Go over the listing below line by line, and return each one holding the string "crust".

### EXCERPTED DATA ###

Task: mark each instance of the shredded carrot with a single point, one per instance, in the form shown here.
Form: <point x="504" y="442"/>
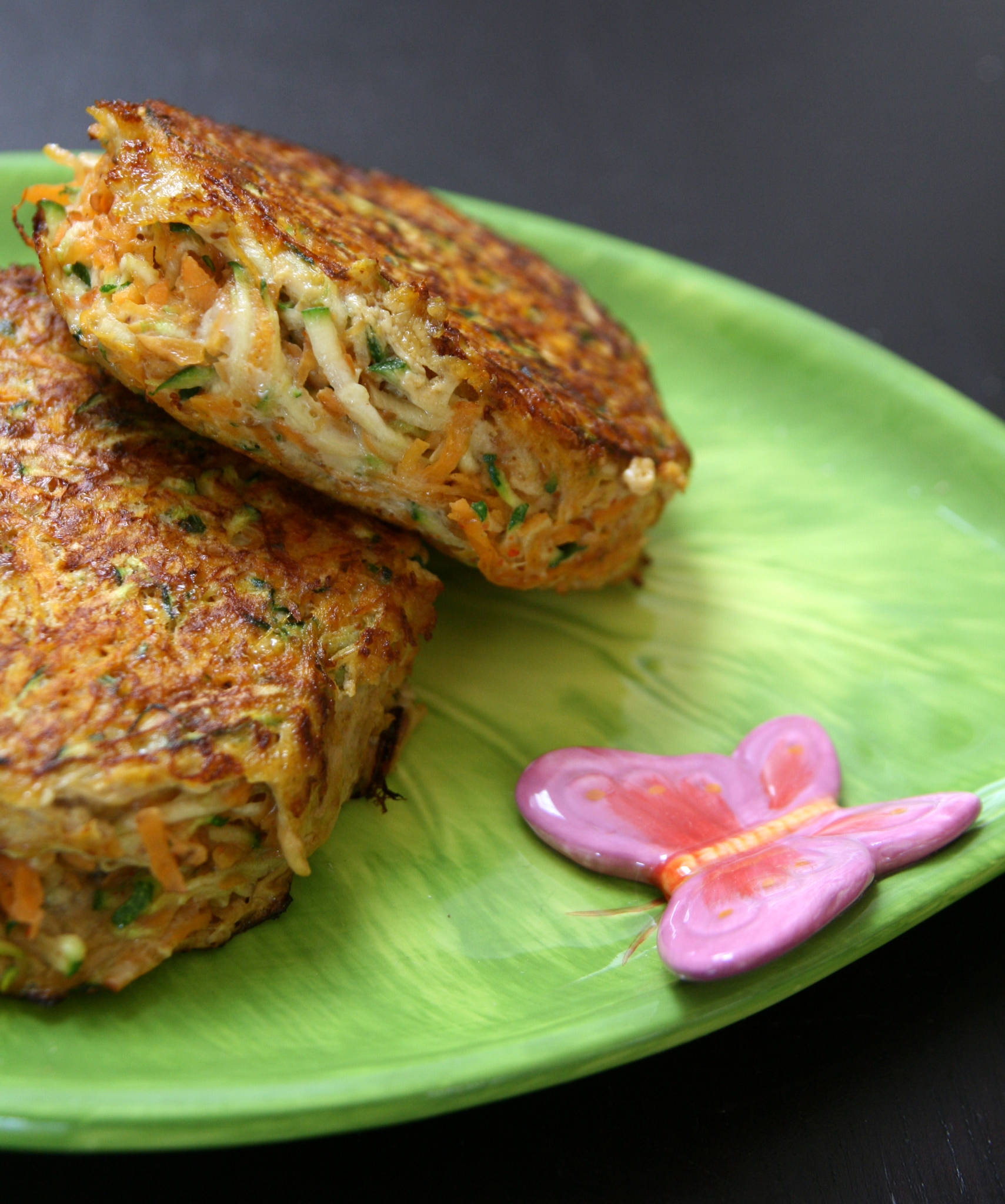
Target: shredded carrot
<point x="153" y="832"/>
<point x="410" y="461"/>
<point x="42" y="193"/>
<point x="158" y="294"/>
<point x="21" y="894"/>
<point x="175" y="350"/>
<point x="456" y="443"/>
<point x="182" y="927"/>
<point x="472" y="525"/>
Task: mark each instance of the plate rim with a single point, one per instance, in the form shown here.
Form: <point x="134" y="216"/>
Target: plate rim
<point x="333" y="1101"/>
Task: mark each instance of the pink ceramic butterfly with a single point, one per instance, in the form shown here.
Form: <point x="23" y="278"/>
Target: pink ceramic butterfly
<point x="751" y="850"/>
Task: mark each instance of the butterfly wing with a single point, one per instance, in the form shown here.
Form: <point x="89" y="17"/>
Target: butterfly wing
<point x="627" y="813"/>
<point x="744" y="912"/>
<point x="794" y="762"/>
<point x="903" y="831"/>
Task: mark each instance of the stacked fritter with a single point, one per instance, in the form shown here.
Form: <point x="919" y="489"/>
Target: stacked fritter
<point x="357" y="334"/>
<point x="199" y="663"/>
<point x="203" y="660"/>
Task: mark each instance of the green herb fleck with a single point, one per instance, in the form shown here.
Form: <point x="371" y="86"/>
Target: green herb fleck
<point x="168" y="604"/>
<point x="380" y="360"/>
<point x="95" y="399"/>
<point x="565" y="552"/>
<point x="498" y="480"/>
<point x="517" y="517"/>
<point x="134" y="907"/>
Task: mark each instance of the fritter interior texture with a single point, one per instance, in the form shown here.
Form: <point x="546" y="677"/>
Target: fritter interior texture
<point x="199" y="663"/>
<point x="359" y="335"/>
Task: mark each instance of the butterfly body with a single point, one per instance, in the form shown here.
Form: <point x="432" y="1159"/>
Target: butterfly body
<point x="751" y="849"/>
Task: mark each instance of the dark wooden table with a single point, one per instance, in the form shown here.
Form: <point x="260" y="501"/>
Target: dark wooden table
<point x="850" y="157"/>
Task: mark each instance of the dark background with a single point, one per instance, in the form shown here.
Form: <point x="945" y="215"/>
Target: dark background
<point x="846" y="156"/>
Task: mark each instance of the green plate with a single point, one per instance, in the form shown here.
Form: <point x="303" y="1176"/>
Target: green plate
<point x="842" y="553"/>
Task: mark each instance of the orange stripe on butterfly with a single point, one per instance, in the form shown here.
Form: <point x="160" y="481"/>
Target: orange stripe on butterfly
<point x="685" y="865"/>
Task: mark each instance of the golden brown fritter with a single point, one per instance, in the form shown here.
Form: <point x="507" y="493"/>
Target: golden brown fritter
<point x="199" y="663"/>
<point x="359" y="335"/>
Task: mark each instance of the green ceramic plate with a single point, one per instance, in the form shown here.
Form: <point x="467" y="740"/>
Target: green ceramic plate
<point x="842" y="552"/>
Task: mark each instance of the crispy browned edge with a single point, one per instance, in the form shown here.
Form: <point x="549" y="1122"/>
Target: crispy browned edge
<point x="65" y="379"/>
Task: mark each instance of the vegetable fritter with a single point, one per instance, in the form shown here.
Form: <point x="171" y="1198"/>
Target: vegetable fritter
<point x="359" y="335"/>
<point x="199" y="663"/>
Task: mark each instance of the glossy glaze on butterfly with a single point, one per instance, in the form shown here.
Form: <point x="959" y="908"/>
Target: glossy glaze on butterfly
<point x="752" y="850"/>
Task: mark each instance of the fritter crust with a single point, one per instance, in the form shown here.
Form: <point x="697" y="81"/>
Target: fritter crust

###
### EXCERPTED DATA ###

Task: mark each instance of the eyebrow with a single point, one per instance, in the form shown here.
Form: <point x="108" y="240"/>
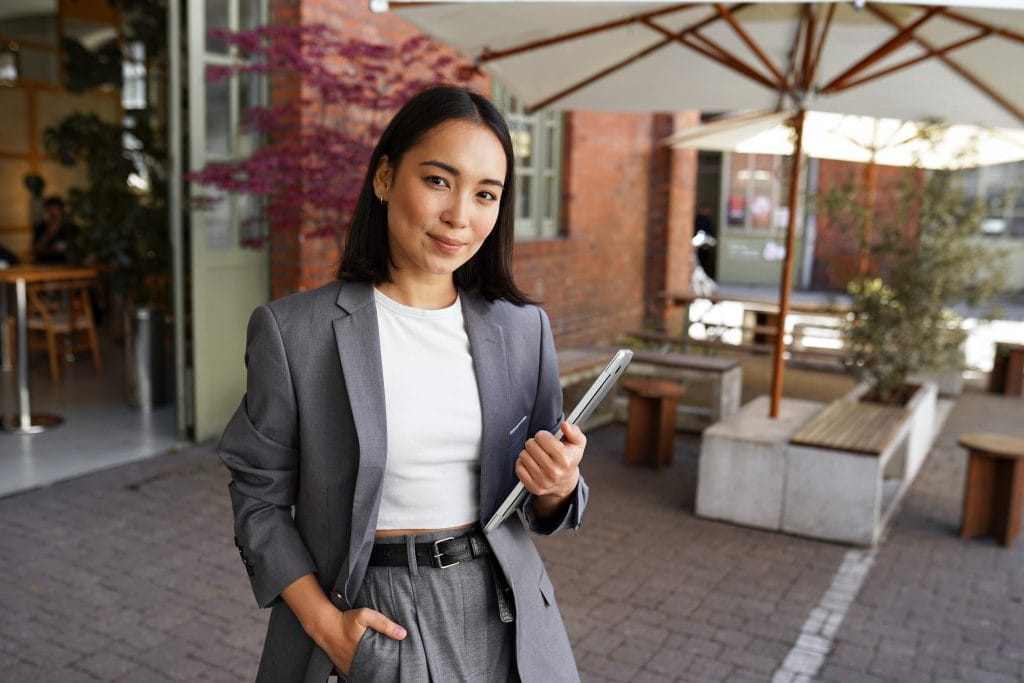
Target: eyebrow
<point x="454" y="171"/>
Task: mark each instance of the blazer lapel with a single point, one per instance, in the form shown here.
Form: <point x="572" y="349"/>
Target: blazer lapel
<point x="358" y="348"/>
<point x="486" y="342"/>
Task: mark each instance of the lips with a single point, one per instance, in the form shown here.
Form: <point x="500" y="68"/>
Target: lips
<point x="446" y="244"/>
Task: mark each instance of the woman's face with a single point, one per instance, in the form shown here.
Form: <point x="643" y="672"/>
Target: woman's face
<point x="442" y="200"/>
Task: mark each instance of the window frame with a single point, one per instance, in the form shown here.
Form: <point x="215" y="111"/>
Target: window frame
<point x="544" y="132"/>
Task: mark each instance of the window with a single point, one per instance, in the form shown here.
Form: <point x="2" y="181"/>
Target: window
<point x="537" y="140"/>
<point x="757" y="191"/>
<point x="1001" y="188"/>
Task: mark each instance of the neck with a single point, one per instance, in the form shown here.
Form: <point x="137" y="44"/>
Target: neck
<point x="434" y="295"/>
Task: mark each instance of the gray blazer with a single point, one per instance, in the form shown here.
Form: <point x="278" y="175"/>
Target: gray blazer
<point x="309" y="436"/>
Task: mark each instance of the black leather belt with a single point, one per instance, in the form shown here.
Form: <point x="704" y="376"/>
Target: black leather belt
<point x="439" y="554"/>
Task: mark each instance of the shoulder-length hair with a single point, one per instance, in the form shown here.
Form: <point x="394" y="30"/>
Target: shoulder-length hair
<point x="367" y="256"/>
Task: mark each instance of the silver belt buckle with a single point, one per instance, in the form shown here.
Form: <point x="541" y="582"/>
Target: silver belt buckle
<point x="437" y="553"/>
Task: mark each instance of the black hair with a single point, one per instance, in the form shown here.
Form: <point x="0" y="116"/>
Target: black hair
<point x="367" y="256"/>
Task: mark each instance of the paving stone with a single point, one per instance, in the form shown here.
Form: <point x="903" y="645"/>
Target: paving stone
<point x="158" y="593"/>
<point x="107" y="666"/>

###

SOLUTION BELOW.
Task: mark each instance of the fritter crust with a single point, one per instance, in the form shown here.
Target: fritter crust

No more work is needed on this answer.